Problem to solve: Convert only the part of the data that opens with the line containing "Where can you find the green tree" and runs through the last line into a JSON list of strings, with one string per line and blank lines omitted.

[Records from a collection]

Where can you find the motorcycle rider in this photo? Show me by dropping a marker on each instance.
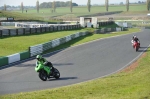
(135, 39)
(42, 60)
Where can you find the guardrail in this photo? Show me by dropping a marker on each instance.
(38, 49)
(41, 48)
(24, 31)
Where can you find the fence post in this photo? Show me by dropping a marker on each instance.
(23, 31)
(16, 31)
(35, 30)
(9, 32)
(30, 30)
(0, 33)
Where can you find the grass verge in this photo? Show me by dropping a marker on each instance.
(16, 44)
(132, 83)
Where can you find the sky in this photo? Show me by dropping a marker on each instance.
(80, 2)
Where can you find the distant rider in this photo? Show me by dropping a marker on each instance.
(42, 60)
(135, 39)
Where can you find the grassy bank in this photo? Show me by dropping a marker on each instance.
(15, 44)
(21, 43)
(131, 83)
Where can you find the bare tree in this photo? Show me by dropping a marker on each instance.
(71, 6)
(22, 7)
(148, 5)
(107, 4)
(5, 7)
(53, 6)
(127, 5)
(37, 6)
(89, 5)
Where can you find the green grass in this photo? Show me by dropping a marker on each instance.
(18, 44)
(15, 44)
(134, 84)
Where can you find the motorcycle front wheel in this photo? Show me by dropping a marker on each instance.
(43, 75)
(56, 73)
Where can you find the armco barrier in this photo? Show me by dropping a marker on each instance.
(13, 58)
(24, 55)
(23, 31)
(107, 30)
(38, 49)
(3, 61)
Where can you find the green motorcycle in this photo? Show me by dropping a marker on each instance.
(46, 72)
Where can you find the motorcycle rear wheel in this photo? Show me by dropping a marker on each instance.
(43, 75)
(56, 73)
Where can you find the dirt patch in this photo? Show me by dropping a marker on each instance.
(133, 65)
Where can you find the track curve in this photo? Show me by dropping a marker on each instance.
(76, 64)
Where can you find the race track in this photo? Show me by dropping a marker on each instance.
(76, 64)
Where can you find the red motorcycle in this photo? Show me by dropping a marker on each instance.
(136, 46)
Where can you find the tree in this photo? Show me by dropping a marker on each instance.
(106, 4)
(22, 7)
(37, 6)
(148, 5)
(89, 5)
(71, 6)
(4, 7)
(53, 6)
(127, 5)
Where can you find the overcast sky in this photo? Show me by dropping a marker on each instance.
(80, 2)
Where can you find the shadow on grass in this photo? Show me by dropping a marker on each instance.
(62, 78)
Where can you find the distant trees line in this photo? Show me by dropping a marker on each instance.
(53, 5)
(57, 4)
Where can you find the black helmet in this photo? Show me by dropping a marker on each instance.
(38, 57)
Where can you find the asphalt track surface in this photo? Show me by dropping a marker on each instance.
(76, 64)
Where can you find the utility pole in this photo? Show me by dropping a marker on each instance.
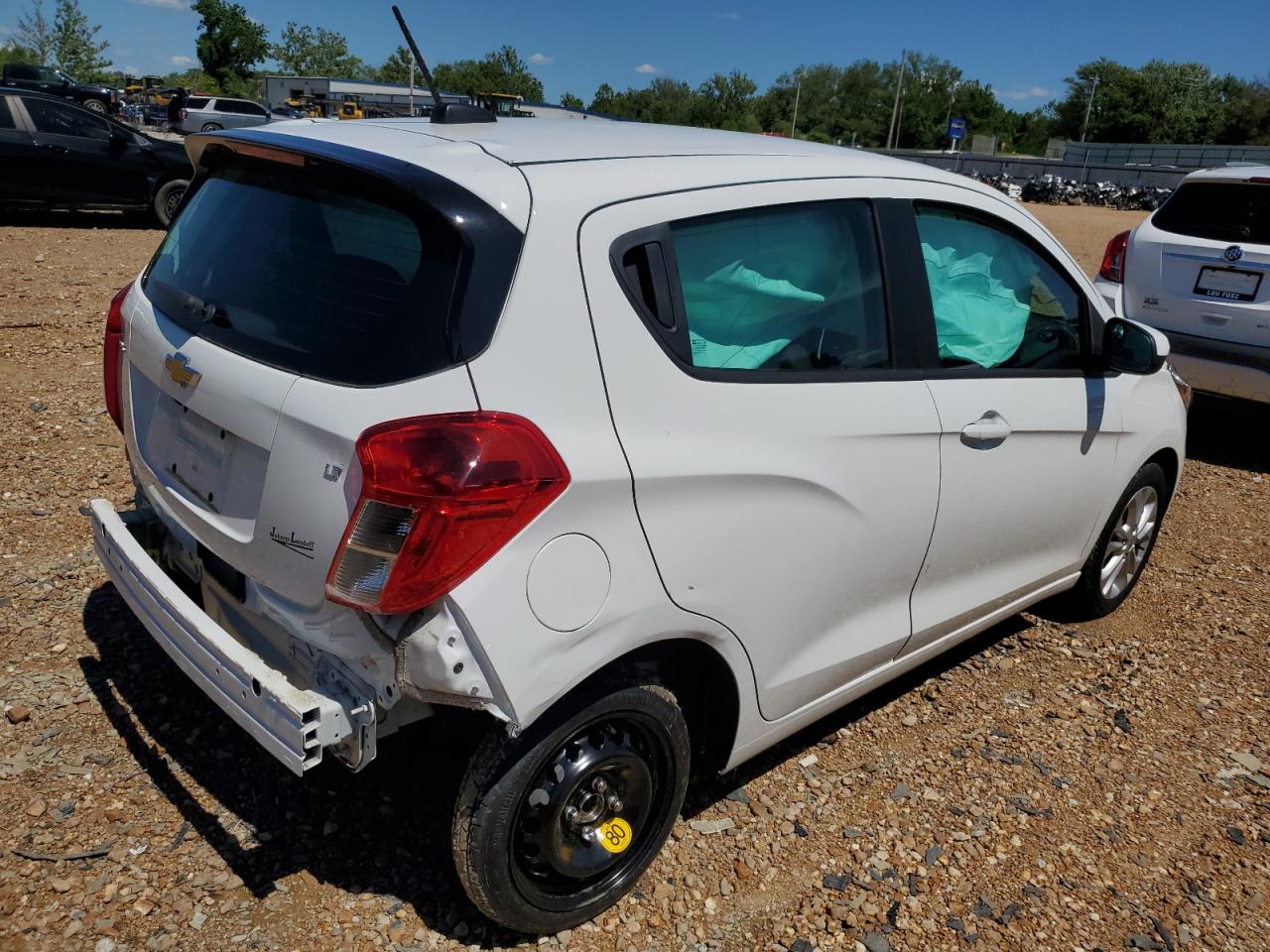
(1088, 105)
(798, 91)
(899, 84)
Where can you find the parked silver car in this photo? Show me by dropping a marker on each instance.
(212, 113)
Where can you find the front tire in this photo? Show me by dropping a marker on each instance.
(554, 826)
(168, 199)
(1123, 548)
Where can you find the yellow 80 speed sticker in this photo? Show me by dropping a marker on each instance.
(615, 835)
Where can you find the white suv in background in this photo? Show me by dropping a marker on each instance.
(214, 113)
(1199, 271)
(735, 431)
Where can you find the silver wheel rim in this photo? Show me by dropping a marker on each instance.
(1130, 538)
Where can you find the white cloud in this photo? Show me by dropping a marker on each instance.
(1029, 93)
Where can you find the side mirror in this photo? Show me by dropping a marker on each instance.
(1129, 349)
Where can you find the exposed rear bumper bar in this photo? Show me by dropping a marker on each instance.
(290, 722)
(1222, 367)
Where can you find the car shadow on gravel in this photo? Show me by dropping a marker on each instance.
(1225, 433)
(385, 830)
(58, 218)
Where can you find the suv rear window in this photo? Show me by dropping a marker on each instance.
(1223, 211)
(317, 271)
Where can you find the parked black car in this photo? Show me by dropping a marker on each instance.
(58, 154)
(46, 79)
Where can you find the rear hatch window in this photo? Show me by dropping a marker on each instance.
(320, 271)
(1222, 211)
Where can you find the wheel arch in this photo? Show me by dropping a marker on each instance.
(701, 680)
(1170, 462)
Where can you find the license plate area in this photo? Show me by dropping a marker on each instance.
(1227, 284)
(200, 453)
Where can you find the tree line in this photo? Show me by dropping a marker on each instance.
(1102, 100)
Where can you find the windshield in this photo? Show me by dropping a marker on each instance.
(1223, 211)
(329, 275)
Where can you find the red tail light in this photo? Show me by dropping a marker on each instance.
(112, 352)
(1112, 259)
(440, 497)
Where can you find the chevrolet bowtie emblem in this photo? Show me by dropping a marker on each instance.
(181, 372)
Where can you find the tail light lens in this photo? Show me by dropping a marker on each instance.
(1112, 259)
(440, 497)
(112, 353)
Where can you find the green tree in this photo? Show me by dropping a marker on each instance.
(397, 68)
(309, 51)
(13, 51)
(75, 44)
(499, 71)
(229, 45)
(603, 99)
(35, 33)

Solution to the exercise:
[
  "Where can you find the green tree in this photo? Show me by dropping a marker on each instance.",
  "(397, 68)",
  "(309, 51)",
  "(13, 51)",
  "(75, 44)",
  "(499, 71)",
  "(229, 45)",
  "(603, 99)",
  "(35, 33)"
]